# START OF SELECTED EXCERPT
The following are the assertions that auditors should consider when conducting audit procedures for fixed assets:

  1. Existence: the fixed assets exist and are owned by the company
  2. Completeness: all fixed assets that should be included in the financial statements are included.
  3. Valuation: fixed assets are recorded at their correct value.
  4. Rights and obligations: the company has legal ownership and rights to use fixed assets.
  5. Presentation and disclosure: fixed assets are properly presented and disclosed in the financial statements.

Walkthrough Testing

When conducting walkthrough testing for fixed assets, auditors should consider the following:

  1. Review the company’s fixed asset policies and procedures.
  2. Identify the personnel responsible for managing fixed assets and their roles and responsibilities.
  3. Trace a sample of fixed assets from acquisition to disposal.
  4. Review the company’s capitalization policy and ensure it is being followed correctly.
  5. Obtain a copy of the fixed asset register and compare it to the general ledger.
  6. Review the company’s depreciation policy and ensure it is being applied consistently.
# END OF SELECTED EXCERPT
# START OF RAW RECORDS
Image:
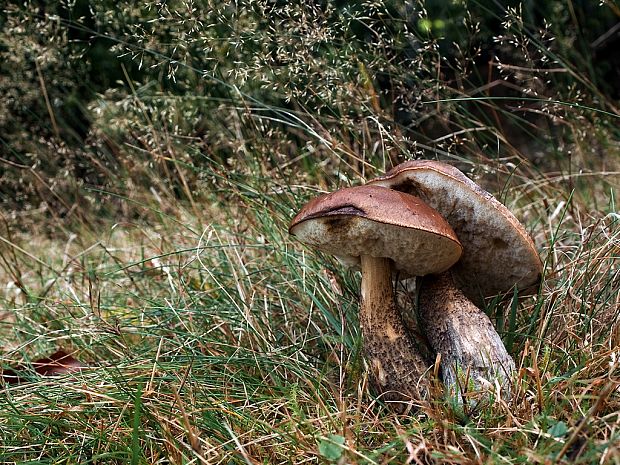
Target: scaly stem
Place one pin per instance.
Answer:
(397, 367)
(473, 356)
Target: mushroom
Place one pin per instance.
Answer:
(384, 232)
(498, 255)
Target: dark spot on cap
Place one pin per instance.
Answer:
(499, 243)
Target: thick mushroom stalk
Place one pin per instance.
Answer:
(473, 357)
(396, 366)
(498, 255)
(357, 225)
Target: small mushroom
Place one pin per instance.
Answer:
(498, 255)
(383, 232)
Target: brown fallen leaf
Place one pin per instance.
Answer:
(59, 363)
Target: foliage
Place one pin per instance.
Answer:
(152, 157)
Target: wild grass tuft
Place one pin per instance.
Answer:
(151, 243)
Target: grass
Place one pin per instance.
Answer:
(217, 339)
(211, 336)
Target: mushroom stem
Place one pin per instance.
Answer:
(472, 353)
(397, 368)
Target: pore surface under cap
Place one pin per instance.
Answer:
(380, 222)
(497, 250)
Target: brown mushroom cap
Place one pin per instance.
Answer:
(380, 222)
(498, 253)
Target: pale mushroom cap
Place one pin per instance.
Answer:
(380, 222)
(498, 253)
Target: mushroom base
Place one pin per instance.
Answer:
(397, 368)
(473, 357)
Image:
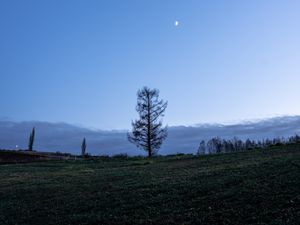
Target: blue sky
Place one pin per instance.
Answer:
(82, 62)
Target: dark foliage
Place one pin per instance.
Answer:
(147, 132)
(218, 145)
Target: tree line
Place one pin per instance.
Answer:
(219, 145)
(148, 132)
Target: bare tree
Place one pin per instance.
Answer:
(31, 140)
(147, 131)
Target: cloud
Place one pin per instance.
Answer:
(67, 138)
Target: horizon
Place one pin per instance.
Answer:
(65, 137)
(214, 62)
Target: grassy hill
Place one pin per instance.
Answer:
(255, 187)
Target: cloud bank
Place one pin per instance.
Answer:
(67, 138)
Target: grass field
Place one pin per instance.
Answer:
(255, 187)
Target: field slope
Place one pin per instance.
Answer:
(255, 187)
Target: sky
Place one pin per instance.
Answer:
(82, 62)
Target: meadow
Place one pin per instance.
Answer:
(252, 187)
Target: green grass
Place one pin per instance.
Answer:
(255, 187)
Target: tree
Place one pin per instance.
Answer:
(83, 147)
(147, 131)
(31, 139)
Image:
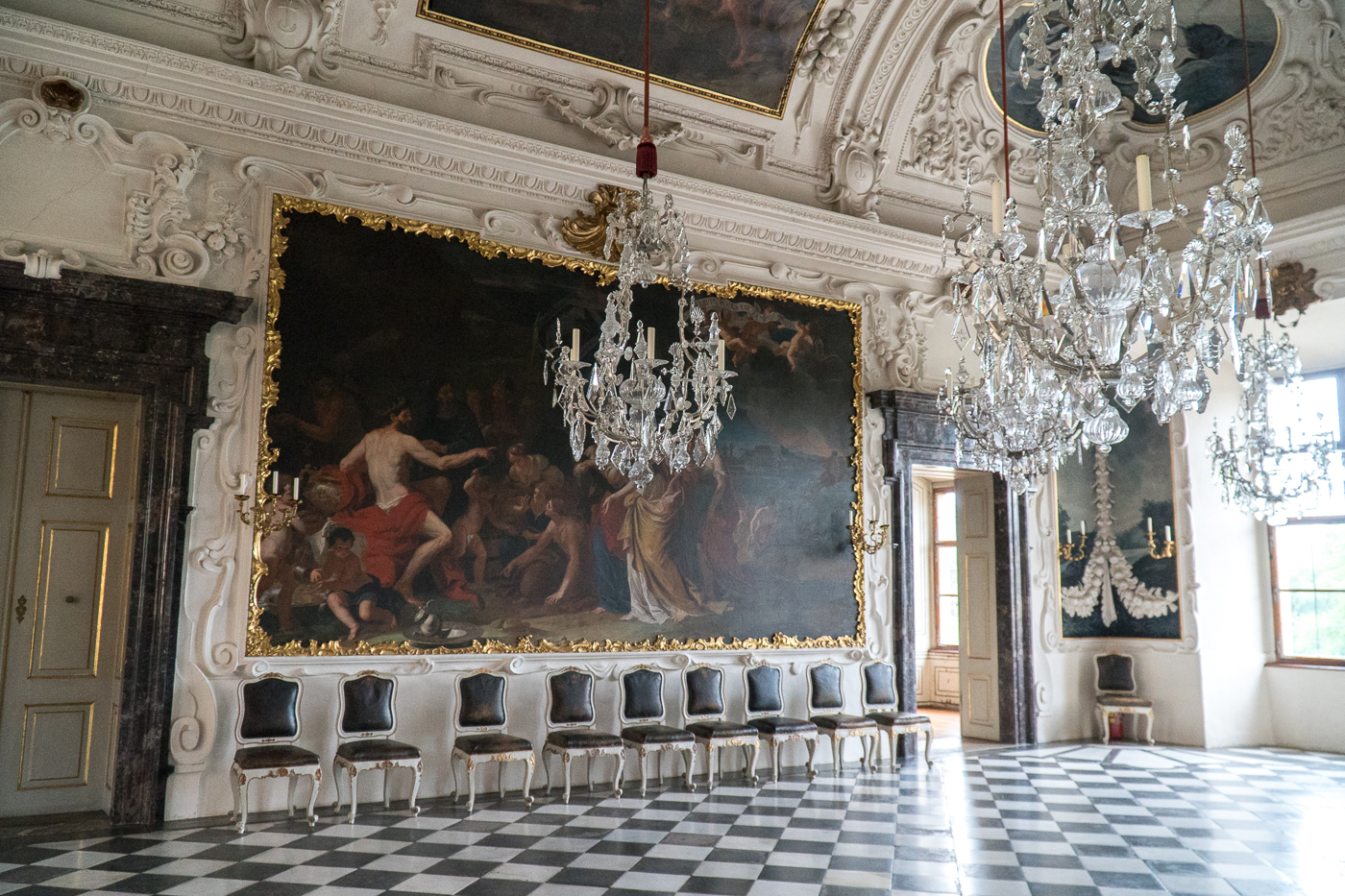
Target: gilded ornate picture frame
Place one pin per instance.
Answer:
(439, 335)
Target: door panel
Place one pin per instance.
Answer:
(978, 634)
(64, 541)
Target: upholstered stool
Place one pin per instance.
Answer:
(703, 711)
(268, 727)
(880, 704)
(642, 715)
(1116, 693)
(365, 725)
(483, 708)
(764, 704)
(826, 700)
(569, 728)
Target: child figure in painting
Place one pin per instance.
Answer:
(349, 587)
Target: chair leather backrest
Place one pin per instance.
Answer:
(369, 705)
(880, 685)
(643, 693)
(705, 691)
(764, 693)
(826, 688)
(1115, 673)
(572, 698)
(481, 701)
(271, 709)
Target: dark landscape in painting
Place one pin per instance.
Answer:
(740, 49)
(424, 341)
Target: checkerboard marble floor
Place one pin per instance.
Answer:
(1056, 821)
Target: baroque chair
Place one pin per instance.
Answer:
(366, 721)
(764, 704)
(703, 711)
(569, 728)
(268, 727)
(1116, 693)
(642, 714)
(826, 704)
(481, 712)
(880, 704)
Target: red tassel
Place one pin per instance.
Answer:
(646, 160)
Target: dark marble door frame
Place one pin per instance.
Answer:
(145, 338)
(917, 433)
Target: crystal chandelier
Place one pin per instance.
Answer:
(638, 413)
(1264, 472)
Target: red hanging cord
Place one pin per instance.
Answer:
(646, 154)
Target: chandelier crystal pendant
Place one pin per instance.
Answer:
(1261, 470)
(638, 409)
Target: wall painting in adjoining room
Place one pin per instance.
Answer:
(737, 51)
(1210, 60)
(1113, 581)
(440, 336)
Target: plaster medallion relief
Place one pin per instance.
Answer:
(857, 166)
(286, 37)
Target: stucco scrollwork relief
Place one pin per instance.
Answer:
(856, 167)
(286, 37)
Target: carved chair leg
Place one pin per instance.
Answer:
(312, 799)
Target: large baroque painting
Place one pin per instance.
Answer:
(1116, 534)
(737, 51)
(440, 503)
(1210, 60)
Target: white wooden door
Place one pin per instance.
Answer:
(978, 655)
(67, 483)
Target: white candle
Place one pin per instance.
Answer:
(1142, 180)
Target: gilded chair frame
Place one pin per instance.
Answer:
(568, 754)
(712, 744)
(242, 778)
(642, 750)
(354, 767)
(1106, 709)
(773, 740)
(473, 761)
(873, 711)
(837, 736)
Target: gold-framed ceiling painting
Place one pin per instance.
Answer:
# END OF RAW RECORDS
**TASK:** Please print the section of the fixed asset audit text starting with "2. Identify the" and going on through "being applied consistently.", word for word.

**EXERCISE RESPONSE:**
2. Identify the personnel responsible for managing fixed assets and their roles and responsibilities.
  3. Trace a sample of fixed assets from acquisition to disposal.
  4. Review the company’s capitalization policy and ensure it is being followed correctly.
  5. Obtain a copy of the fixed asset register and compare it to the general ledger.
  6. Review the company’s depreciation policy and ensure it is being applied consistently.